Stated exercise
Reproduce the listing below verbatim, omitting the pictures.

Dataset listing on object locations
==========

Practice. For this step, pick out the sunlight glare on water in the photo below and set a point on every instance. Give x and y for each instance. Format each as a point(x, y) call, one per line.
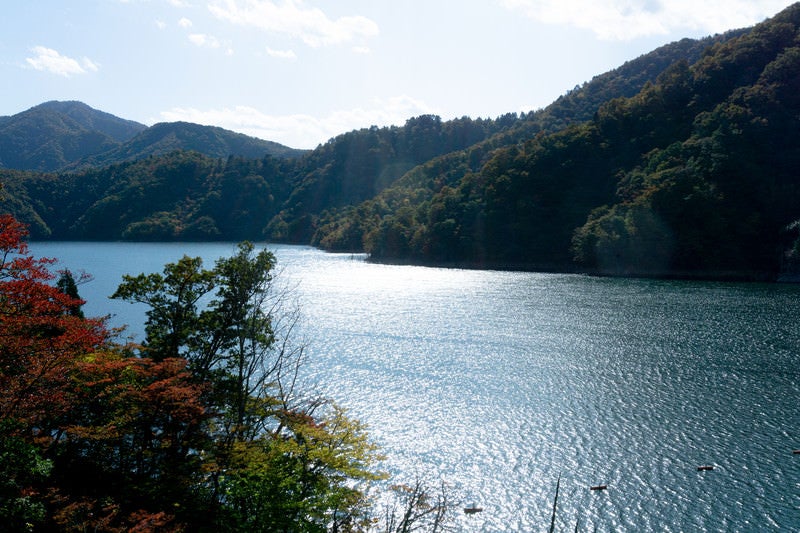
point(498, 383)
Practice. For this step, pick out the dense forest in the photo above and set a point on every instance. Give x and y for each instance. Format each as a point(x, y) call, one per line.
point(679, 163)
point(202, 427)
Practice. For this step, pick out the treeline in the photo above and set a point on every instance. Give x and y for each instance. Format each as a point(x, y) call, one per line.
point(202, 427)
point(694, 175)
point(185, 195)
point(678, 163)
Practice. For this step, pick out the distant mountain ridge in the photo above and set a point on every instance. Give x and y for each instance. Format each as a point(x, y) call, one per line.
point(682, 162)
point(67, 135)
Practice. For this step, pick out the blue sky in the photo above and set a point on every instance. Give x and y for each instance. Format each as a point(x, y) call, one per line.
point(299, 72)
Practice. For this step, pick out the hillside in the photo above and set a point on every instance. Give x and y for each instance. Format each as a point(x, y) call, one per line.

==========

Exercise output
Practice. For this step, pick out the sunlight glare on water in the photo below and set a point on every instance. Give x and y for each instance. Format each as a point(x, y) call, one per line.
point(498, 383)
Practice. For this step, pick out the dense forest in the photo above and set a point on every instance. Give x and y for each instance. Format each as a point(x, y) call, one per line.
point(679, 163)
point(202, 427)
Practice. For this step, pick out the treeline in the photo above and set a point on every instance. Give x and y for each instance. Format each as a point(x, y) call, one per line.
point(202, 427)
point(694, 175)
point(185, 195)
point(678, 163)
Practice. For this step, pick out the distant mountain ridge in the photo above and set a point on every instance. Give x and y for each instance. Format each as a point(x, y) call, one per line.
point(682, 162)
point(67, 135)
Practice. For this step, pick out the blue sky in the photo above and set a point on every instance. Give x and y for each instance. Format each as a point(x, y) call, one per line.
point(299, 72)
Practice. For this step, pick out the hillside in the photo above and set a point on every instance. Give x and y for each instance. Format each as a point(x, y) call, one per line.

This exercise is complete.